OBJETIVO DO EXERCÍCIO
Reescreva o trecho da crítica entre "Outro ponto em" e "inferior ao primeiro.", inclusive, trocando "cineasta" por "realizador".

TEXTO APRESENTADO
O segundo volume é mais trágico, explora os fetiches que a protagonista busca incessantemente para tentar preencher esse vazio, além de retratar como essa jornada acabou por destruir a vida e família da personagem, que conta com arrependimento e angústia desse feito. Apesar da solidão dessa angústia conseguir ser abordada de modo muito conciso, a questão da abstinência deixou muito a desejar na minha opinião, visto que acredito ser um dos temas mais importantes para se tratar a respeito de um vício e aqui não possui destaque, muito pelo contrário, pois Lars von Trier utiliza esse elemento como plano de fundo, mas tão ao fundo que parece quase não ter impacto algum na vida de Joe.
Outro ponto em específico nesse volume que me incomodou é a tentativa quase obsessiva do cineasta em fazer com que essa história seja sobre ele, com diversos diálogos provocativos, mas que não condizem muito com os personagens na minha visão, e sim no que von Trier deseja dizer, como se as palavras de Joe fossem, na verdade, as suas próprias, sobre diversos temas. Isso inclui referências a episódios específicos da vida do diretor e uma participação especial do próprio na obra: quando a protagonista discursa sobre quando se olha no espelho, a câmera mostra o objeto e quem está refletido não é ela, e sim, o próprio cineasta manobrando a câmera, abordagem auto representativa que se perde no egocentrismo do artista. Esse é um dos principais pontos que fazem com que o segundo volume seja bem inferior ao primeiro.

INFORMAÇÕES DA FONTE
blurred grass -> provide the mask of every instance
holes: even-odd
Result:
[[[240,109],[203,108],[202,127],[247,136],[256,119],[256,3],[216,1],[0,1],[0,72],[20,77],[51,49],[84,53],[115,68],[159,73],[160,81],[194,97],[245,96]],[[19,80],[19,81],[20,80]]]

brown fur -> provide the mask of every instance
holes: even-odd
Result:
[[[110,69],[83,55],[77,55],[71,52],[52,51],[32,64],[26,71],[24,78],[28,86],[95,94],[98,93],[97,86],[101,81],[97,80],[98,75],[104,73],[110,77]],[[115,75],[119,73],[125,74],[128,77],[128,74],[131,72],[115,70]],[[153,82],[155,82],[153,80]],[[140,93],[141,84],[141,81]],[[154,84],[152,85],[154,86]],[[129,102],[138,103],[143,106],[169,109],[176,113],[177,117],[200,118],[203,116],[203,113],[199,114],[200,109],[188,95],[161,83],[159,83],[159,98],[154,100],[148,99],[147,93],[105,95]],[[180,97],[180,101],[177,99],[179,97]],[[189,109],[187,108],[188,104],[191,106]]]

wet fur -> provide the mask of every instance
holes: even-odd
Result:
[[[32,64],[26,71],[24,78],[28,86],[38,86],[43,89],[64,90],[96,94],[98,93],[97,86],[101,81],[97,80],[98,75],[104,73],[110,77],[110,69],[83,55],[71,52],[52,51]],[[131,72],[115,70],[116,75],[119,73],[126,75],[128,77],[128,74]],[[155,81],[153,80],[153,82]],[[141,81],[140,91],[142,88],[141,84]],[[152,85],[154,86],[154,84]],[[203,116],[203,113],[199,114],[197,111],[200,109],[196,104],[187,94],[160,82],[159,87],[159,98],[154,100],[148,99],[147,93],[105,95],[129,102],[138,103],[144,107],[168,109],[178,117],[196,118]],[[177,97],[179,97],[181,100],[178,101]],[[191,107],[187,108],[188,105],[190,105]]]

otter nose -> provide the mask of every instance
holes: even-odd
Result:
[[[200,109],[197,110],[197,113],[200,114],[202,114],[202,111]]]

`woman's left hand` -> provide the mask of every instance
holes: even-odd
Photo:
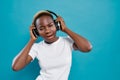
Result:
[[[65,32],[65,30],[67,29],[66,25],[65,25],[65,22],[63,20],[63,18],[61,16],[58,16],[56,21],[59,21],[60,22],[60,25],[61,25],[61,31]]]

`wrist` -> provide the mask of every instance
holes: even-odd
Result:
[[[32,42],[32,43],[34,43],[36,40],[35,39],[33,39],[33,38],[30,38],[30,40],[29,40],[30,42]]]

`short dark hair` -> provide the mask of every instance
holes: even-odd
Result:
[[[46,12],[46,11],[45,12],[38,12],[35,14],[34,19],[33,19],[33,23],[32,23],[35,27],[36,27],[36,20],[38,18],[40,18],[41,16],[50,16],[54,20],[53,15],[51,13]]]

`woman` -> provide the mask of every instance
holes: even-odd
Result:
[[[68,37],[56,36],[55,22],[60,23],[61,31]],[[41,70],[36,80],[68,80],[72,50],[88,52],[92,48],[90,42],[71,31],[62,17],[58,16],[54,21],[53,15],[48,11],[38,12],[33,24],[30,27],[30,40],[13,60],[13,70],[18,71],[37,58]],[[34,43],[37,39],[33,34],[35,28],[44,39],[39,43]]]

CAMPO DE RESPOSTA
Outro ponto em específico nesse volume que me incomodou é a tentativa quase obsessiva do realizador em fazer com que essa história seja sobre ele, com diversos diálogos provocativos, mas que não condizem muito com os personagens na minha visão, e sim no que von Trier deseja dizer, como se as palavras de Joe fossem, na verdade, as suas próprias, sobre diversos temas. Isso inclui referências a episódios específicos da vida do diretor e uma participação especial do próprio na obra: quando a protagonista discursa sobre quando se olha no espelho, a câmera mostra o objeto e quem está refletido não é ela, e sim, o próprio realizador manobrando a câmera, abordagem auto representativa que se perde no egocentrismo do artista. Esse é um dos principais pontos que fazem com que o segundo volume seja bem inferior ao primeiro.